## About this exercise
Go through the records below and show every line with the string "baby".

## The input
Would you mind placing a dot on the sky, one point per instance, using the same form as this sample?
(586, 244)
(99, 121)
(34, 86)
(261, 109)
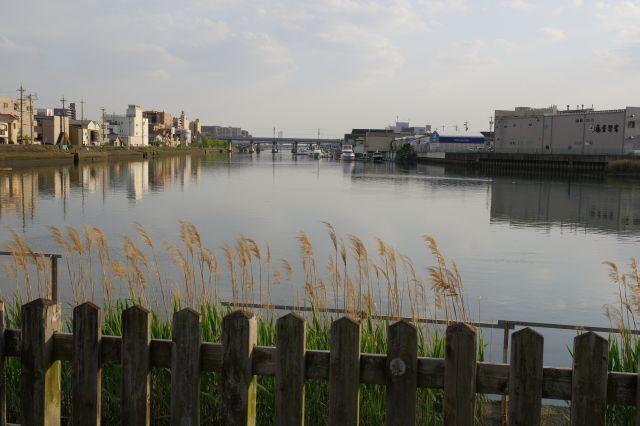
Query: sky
(333, 65)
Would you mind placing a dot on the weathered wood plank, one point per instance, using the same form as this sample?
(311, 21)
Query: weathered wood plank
(185, 368)
(460, 375)
(344, 372)
(589, 380)
(3, 377)
(40, 374)
(402, 374)
(239, 335)
(211, 357)
(87, 372)
(136, 339)
(290, 370)
(525, 389)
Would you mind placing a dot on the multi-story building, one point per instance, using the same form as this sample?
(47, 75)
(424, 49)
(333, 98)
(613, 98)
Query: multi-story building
(371, 140)
(132, 127)
(581, 131)
(85, 133)
(9, 128)
(219, 132)
(52, 130)
(24, 111)
(158, 119)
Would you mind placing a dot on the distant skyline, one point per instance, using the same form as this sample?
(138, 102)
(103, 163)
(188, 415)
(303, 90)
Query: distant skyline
(328, 64)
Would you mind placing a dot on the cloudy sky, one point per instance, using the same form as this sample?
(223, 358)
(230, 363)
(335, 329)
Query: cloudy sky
(300, 65)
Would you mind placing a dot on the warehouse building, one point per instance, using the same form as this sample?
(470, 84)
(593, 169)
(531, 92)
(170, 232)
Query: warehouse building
(581, 131)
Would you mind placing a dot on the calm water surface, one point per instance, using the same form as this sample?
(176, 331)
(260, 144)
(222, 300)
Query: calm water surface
(528, 248)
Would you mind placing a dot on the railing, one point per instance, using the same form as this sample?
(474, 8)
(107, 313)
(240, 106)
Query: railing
(40, 347)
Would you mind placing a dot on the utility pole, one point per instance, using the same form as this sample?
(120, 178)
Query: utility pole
(31, 97)
(63, 113)
(21, 90)
(103, 126)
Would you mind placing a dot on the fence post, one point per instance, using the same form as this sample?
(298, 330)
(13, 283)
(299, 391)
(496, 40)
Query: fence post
(185, 368)
(87, 372)
(402, 374)
(525, 378)
(290, 368)
(344, 372)
(3, 378)
(40, 375)
(460, 375)
(589, 380)
(239, 335)
(136, 340)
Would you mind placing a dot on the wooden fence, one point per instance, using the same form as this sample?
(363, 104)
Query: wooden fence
(40, 347)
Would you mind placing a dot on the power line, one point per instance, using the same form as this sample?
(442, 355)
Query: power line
(21, 90)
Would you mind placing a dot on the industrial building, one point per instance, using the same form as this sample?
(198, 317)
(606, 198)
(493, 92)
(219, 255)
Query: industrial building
(580, 131)
(131, 127)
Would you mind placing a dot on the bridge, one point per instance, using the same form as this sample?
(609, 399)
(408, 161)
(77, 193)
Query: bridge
(244, 143)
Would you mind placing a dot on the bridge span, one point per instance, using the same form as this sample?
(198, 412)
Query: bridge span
(248, 142)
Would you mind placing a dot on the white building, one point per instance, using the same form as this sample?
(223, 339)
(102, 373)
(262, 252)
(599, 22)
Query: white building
(131, 127)
(582, 131)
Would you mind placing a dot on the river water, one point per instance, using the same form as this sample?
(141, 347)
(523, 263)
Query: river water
(528, 248)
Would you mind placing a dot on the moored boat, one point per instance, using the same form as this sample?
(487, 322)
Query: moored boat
(347, 153)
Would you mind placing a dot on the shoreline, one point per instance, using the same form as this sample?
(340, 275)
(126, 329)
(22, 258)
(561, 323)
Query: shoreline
(24, 156)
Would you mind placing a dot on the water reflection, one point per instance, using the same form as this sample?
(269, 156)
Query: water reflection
(578, 205)
(20, 190)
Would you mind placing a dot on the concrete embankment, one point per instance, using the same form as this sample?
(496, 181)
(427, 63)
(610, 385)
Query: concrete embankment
(596, 164)
(21, 156)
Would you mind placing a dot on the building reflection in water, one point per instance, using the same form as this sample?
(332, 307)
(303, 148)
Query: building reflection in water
(590, 205)
(21, 190)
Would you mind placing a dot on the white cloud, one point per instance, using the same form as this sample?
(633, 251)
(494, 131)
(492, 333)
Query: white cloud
(6, 43)
(519, 5)
(469, 55)
(359, 52)
(553, 35)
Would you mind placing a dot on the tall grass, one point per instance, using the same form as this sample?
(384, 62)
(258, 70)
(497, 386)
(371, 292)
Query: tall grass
(624, 347)
(361, 283)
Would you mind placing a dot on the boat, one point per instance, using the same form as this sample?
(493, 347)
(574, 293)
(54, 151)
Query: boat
(347, 153)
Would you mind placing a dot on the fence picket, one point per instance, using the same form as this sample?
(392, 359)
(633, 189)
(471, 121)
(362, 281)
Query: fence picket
(290, 369)
(185, 368)
(589, 380)
(402, 374)
(460, 375)
(40, 374)
(87, 374)
(3, 377)
(239, 334)
(136, 339)
(525, 378)
(344, 372)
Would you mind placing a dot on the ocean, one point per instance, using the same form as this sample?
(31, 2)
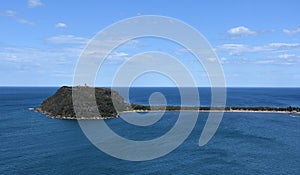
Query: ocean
(245, 143)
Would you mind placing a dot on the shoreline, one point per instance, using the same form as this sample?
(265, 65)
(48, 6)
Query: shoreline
(157, 111)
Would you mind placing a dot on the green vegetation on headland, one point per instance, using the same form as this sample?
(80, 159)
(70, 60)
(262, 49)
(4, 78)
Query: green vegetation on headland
(61, 105)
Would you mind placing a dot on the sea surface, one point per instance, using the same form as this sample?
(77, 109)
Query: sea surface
(245, 143)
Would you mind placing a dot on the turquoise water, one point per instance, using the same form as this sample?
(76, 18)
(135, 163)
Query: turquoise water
(245, 143)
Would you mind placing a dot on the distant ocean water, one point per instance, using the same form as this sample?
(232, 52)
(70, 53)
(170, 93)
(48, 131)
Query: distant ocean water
(245, 143)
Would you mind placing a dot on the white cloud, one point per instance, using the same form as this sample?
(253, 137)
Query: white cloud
(61, 25)
(238, 49)
(241, 31)
(13, 15)
(68, 39)
(291, 31)
(9, 13)
(286, 56)
(34, 3)
(121, 54)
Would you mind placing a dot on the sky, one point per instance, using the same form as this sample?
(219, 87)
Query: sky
(257, 42)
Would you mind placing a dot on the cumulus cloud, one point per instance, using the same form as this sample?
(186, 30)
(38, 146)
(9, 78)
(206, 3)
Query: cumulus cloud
(67, 39)
(61, 25)
(291, 31)
(34, 3)
(9, 13)
(286, 56)
(241, 31)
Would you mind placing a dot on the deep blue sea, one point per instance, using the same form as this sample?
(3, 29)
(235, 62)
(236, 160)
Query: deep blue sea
(245, 143)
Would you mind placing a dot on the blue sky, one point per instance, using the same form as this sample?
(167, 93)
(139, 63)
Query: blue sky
(257, 42)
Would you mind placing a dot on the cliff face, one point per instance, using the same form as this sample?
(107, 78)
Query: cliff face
(60, 105)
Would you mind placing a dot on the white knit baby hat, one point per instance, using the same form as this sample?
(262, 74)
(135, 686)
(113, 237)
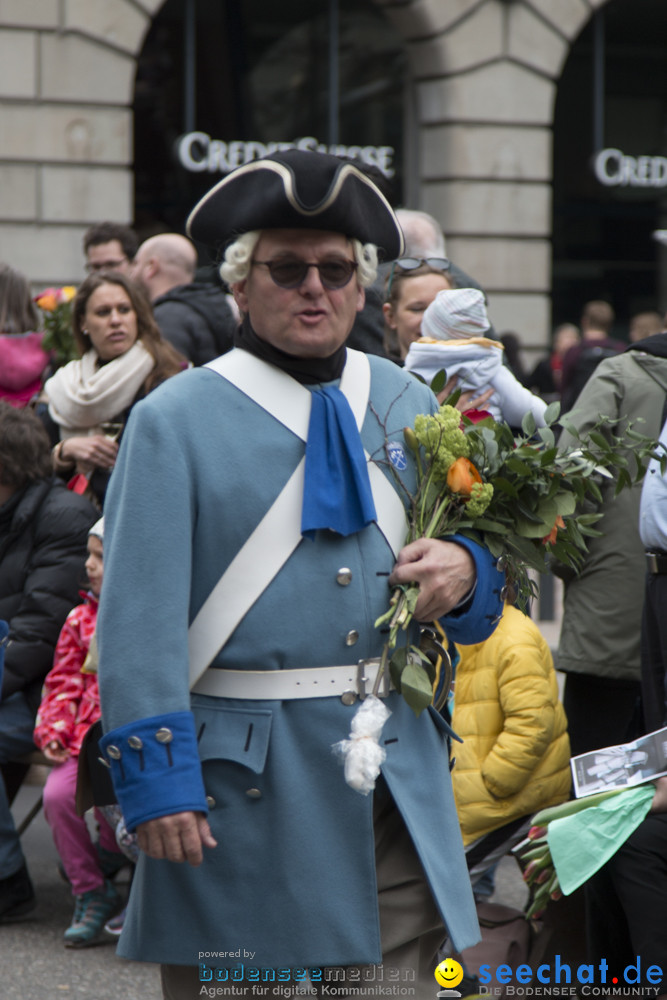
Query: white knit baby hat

## Output for this exercise
Would you mind placing a dot on the white knit baby hat, one point per instance, using the same form as this sample?
Query: white knit baby hat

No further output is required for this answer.